*PROVIDED PASSAGE*:
────

8 Pro Tips for Mixing Kick Drums

8 Pro Tips for Mixing Kick Drums 8 Pro Tips for Mixing Kick Drums

As the heartbeat of almost any great song, getting the kick drum right in your mix is crucial. It's the foundation that the rest of your song is built on, creating that low-end thump that can help listeners feel your music better.

However, when it comes to mixing a kick drum, there's lots of false information out there that leads new mixing engineers astray. Low-end, in general, is often the mortal enemy of new mixers, so focusing on getting an important element like the kick right can be super helpful.

For that reason, I've created a little guide with tips and tricks to help you get your kick drum sitting properly in the mix. Let's dive in!

1. Get Rid of Unnecessary Frequency Content

The very first thing I'll do with a kick drum in a mix is get rid of any unnecessary frequency content that's getting in the way of other instruments or muddying up my mix. Unless the kick was very poorly recorded, or you're heavily processing your kick for effect, you shouldn't need to take out a whole lot at this point.

One of the first areas I find myself looking at is the mid-range. I often find that the area between 400 and 500 Hz can benefit from a slight bit of attenuation. There's a lot of frequency build-up in this area, especially once you start adding other elements to your mix. For live kicks, in particular, this area is where we get a lot of 'boxiness.'

I'll start by using an EQ with a middle-of-the-road bandwidth to get rid of that boxiness. In turn, getting rid of those frequencies will usually bring out the good parts of the kick, such as the rich lows and the click highs.

────

*EXTRACTED ENTRIES*:
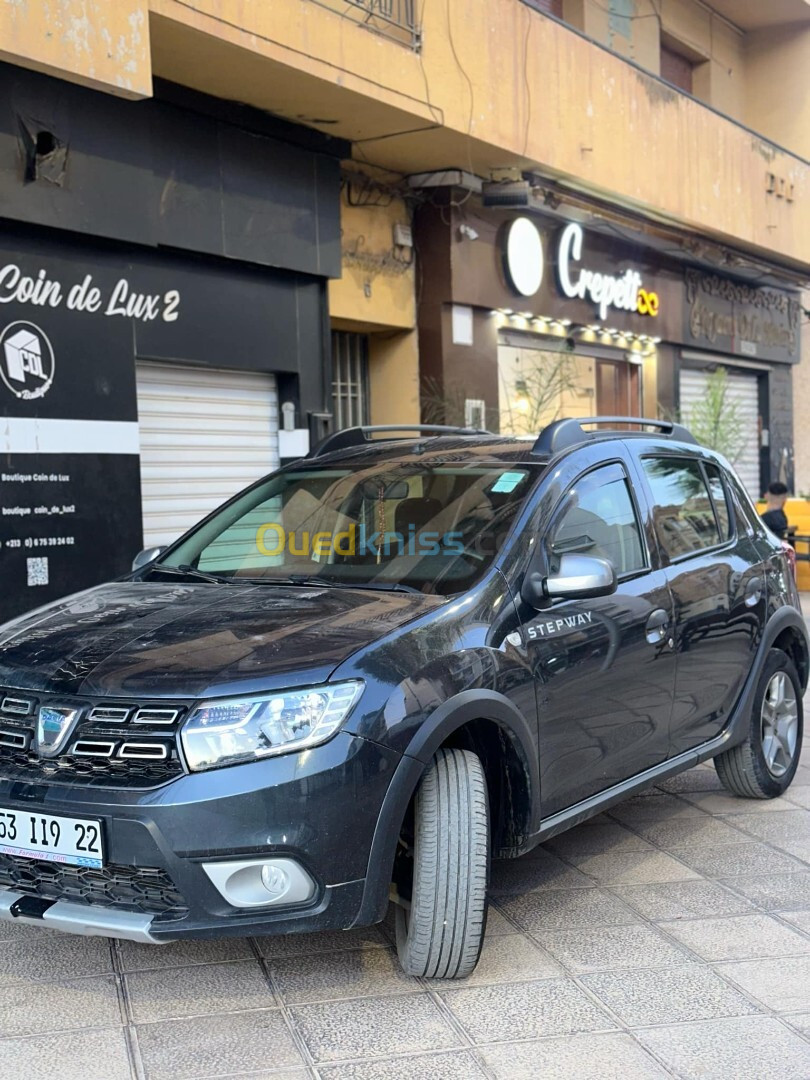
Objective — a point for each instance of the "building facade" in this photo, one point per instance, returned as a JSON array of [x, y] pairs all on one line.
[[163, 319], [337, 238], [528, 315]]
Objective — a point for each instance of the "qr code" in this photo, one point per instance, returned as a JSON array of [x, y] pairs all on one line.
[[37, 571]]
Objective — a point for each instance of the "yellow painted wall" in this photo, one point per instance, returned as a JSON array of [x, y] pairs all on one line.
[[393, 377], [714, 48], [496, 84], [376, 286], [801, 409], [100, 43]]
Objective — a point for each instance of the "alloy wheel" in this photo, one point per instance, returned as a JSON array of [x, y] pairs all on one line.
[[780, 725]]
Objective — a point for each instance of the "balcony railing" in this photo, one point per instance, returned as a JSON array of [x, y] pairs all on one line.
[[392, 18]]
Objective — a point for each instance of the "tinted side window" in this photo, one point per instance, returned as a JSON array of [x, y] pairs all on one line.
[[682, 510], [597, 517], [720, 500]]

────

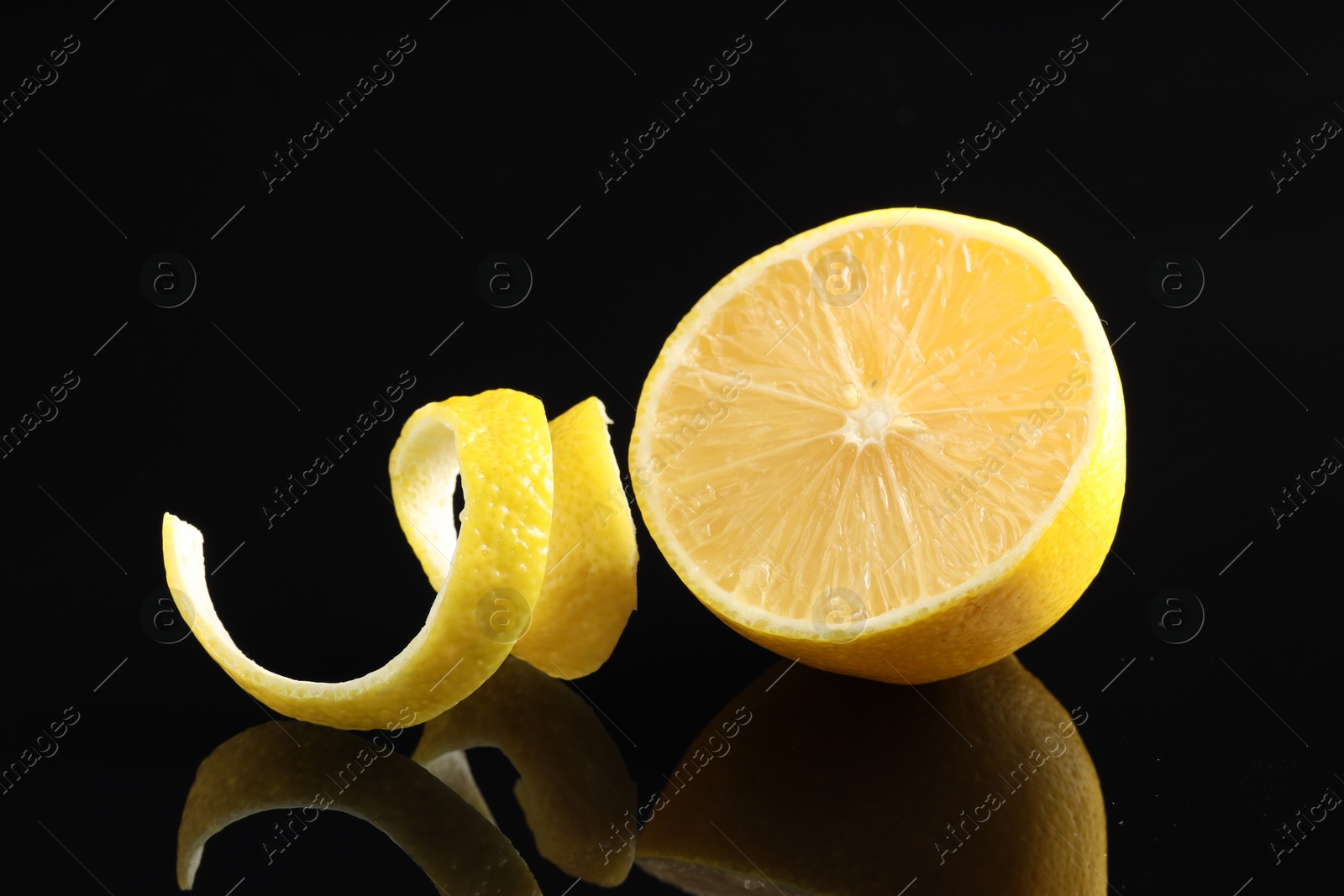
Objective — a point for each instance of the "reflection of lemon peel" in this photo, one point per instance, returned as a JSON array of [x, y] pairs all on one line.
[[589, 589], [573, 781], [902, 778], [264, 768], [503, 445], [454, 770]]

────

*LIST OF TASKS*:
1/ In the kick drum mixing tips, which mid-range area does the writer say often benefits from slight attenuation?
2/ Report every line of the records that contains the word "point", copying each line in full.

*TASK RESULTS*:
1/ The area between 400 and 500 Hz.

2/
Objective — a point for each instance of the "building facade" in this photo, one point per instance, returned as a JSON array of [x, y] pairs all on one line.
Objective — a point for each instance of the "qr code" in this photo, one point per instance, returned as a JSON array of [x, y] pairs all on one line.
Objective — a point for each instance of the "yellow painted wall" in this photo, one point per instance, returned as a JSON array of [x, y] pairs all on one line.
Objective — a point for each instance of the "alloy wheel" in this photo, one point per instance, returned as a JSON array of [x, y] pairs all on one line.
Objective — a point for each instance of the "balcony railing" in this photo, one point per instance, returned as a JSON array of [x, y] pairs all on one line.
Objective — a point for each instance of the "tinted side window" in this photo, one point per instance, returned as a JSON array of [x, y] pairs all on one line.
Objective — a point for each instance of the "reflection of lemon peel" in this photo, one point per instance, returned as a JSON array of [x, y] pairs all on one line.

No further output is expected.